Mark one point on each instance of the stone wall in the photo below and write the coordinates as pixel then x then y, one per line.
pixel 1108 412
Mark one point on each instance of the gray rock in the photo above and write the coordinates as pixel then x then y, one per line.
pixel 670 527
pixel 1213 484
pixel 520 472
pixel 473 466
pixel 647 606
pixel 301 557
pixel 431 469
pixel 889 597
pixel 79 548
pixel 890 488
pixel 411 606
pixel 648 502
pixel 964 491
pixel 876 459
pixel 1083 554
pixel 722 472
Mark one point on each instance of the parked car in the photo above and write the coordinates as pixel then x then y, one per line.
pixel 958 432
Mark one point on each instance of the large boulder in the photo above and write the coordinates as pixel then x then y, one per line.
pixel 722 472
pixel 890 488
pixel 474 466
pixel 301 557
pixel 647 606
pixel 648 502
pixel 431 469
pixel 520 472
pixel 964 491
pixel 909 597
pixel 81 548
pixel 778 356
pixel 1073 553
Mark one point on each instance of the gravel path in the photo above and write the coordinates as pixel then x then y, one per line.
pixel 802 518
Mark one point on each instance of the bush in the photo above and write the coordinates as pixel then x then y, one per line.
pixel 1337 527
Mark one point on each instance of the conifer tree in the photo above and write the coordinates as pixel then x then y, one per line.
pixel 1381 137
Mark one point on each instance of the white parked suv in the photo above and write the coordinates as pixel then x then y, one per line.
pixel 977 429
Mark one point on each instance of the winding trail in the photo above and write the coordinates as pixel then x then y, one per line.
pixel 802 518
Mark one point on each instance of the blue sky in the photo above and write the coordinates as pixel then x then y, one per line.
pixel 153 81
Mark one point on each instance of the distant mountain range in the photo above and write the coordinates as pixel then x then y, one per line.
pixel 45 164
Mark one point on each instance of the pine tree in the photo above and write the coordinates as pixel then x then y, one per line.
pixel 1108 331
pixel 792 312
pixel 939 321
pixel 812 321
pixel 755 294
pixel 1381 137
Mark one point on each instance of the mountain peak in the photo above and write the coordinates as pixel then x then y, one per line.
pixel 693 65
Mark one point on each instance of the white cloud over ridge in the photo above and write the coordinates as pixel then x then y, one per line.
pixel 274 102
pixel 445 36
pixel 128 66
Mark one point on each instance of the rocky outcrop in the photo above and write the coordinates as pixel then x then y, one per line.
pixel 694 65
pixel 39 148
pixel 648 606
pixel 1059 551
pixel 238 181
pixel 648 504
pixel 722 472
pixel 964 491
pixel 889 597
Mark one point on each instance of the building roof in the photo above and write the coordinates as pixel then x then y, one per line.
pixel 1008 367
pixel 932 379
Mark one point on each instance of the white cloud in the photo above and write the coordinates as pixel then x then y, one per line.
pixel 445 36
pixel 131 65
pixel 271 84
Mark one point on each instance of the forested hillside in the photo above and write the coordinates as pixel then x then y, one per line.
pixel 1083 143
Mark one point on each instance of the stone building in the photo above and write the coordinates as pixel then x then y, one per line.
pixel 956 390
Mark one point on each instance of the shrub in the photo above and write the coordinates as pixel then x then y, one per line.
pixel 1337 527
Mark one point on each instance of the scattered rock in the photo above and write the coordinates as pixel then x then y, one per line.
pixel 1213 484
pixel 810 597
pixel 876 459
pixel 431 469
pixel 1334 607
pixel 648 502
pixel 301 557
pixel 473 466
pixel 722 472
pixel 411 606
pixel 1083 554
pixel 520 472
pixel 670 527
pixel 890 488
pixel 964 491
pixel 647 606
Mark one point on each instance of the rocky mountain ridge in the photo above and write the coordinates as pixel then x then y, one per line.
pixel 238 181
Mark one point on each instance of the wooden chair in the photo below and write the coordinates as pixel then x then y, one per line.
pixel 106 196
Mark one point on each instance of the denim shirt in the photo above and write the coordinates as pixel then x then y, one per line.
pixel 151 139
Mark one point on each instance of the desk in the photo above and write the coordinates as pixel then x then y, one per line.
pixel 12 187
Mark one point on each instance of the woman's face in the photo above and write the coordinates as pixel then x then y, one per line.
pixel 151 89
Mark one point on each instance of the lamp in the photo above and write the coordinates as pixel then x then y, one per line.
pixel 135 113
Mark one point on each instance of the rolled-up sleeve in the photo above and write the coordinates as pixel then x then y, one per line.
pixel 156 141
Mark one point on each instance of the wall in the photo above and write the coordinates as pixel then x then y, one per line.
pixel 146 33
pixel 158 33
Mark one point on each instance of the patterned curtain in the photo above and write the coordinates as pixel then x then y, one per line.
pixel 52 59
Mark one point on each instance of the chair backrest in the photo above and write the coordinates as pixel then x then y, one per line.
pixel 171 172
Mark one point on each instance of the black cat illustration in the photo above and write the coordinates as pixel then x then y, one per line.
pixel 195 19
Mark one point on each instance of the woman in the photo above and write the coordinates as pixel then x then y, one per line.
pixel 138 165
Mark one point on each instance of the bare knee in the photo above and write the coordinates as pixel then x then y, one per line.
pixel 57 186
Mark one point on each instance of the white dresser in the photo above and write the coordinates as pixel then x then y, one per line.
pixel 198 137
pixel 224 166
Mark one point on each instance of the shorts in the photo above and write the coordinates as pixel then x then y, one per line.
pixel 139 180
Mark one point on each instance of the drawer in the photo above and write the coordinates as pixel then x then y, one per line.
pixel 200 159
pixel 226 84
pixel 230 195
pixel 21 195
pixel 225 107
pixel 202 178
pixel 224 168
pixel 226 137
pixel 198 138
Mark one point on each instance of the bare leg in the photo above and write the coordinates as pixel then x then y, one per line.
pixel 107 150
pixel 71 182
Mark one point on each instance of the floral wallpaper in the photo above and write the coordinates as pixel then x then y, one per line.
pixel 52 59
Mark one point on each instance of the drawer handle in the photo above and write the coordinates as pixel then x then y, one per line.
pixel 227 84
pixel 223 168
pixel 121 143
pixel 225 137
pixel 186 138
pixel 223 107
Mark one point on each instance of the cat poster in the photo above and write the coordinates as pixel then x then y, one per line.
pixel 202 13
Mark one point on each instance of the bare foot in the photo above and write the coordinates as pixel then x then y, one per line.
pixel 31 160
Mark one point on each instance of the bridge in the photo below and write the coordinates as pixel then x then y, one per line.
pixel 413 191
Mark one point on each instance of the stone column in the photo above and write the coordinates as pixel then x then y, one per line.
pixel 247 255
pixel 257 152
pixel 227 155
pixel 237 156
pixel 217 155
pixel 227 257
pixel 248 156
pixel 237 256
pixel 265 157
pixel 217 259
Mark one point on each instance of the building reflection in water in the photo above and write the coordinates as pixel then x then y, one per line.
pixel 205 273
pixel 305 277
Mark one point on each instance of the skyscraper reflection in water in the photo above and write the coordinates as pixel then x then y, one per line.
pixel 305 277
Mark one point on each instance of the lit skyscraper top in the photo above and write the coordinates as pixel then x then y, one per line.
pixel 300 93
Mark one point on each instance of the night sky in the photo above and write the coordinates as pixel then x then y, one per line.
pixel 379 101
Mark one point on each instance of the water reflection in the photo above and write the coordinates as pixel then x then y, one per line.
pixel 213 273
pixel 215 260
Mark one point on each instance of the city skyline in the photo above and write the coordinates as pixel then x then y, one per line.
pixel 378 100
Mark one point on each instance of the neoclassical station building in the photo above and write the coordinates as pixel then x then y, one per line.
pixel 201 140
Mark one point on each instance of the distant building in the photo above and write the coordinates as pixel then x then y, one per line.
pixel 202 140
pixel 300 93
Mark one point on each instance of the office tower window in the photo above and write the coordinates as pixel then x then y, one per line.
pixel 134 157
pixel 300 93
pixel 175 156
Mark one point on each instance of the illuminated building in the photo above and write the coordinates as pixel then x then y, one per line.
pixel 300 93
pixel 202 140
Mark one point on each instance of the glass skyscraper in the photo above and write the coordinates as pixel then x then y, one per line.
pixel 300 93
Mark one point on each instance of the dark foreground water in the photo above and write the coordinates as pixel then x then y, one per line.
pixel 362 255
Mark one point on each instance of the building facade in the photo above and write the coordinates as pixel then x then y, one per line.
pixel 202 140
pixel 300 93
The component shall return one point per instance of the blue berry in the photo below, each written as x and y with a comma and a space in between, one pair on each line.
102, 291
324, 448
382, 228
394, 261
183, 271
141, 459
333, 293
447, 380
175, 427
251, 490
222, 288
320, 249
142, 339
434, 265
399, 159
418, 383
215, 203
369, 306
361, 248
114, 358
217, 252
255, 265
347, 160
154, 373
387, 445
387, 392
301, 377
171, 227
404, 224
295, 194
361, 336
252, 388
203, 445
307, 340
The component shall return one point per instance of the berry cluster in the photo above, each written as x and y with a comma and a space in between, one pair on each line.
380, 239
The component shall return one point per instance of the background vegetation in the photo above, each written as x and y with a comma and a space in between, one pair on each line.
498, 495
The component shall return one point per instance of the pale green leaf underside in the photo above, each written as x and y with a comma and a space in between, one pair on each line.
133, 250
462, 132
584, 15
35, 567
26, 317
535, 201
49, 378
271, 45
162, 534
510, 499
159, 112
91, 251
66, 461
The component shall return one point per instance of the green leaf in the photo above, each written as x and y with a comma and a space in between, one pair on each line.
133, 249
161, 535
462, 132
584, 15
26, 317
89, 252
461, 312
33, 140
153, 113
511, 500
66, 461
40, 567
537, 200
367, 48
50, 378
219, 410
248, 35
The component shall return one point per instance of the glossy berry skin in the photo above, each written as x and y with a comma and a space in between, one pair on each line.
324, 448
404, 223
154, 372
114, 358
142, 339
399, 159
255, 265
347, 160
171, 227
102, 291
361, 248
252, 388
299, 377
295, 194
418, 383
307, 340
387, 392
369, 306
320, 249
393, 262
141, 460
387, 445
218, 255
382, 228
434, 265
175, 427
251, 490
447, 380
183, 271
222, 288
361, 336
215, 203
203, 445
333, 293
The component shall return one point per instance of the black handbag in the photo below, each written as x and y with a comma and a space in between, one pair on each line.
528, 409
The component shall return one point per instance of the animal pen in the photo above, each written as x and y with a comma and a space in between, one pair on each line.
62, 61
# # # # # # #
__What to do__. Copy the material above word for word, starting at the line that contains "Mark one point on each instance of the stone column" and ending at the line that contains "pixel 362 255", with both of those lines included.

__Written answer__.
Mark one point on each instance of the stone column in the photo above and write the coordinates as pixel then x then y, one per line.
pixel 247 255
pixel 257 152
pixel 227 155
pixel 237 156
pixel 217 155
pixel 227 257
pixel 248 156
pixel 237 256
pixel 265 157
pixel 217 259
Mark one point on each instance of the building reflection in water in the photo above and write the coordinates as pixel then x then y, one per line.
pixel 205 273
pixel 305 277
Mark one point on each instance of the skyscraper reflection in water in the photo above and write the coordinates as pixel then x then y, one per line.
pixel 305 277
Mark one point on each instance of the lit skyscraper top in the photo above and write the coordinates as pixel then x then y, one per line.
pixel 300 93
Mark one point on each instance of the night sky in the photo above and write the coordinates as pixel then x then y, one per line.
pixel 379 101
Mark one point on each instance of the water reflection in the photo above and write the coordinates as pixel then x then y, one per line.
pixel 213 273
pixel 215 260
Mark one point on each instance of the city skyline in the photo above and write the coordinates as pixel then x then y, one per line.
pixel 378 100
Mark one point on each instance of the neoclassical station building in the photo above and write the coordinates as pixel then x then y, one per line.
pixel 201 140
Mark one point on each instance of the distant building in the photo above and write the coordinates as pixel then x then y, one per line.
pixel 202 140
pixel 300 93
Mark one point on each instance of the office tower window in the photo above and write the coordinates as pixel then x then y, one per line.
pixel 134 157
pixel 300 93
pixel 175 156
Mark one point on each instance of the illuminated building in the photo above and write the coordinates as pixel then x then y, one per line.
pixel 300 93
pixel 202 140
Mark one point on each instance of the glass skyscraper in the photo above and write the coordinates as pixel then x then y, one per line.
pixel 300 93
Mark one point on each instance of the dark foreground water in the photo above and write the coordinates as pixel then x then y, one per line.
pixel 362 255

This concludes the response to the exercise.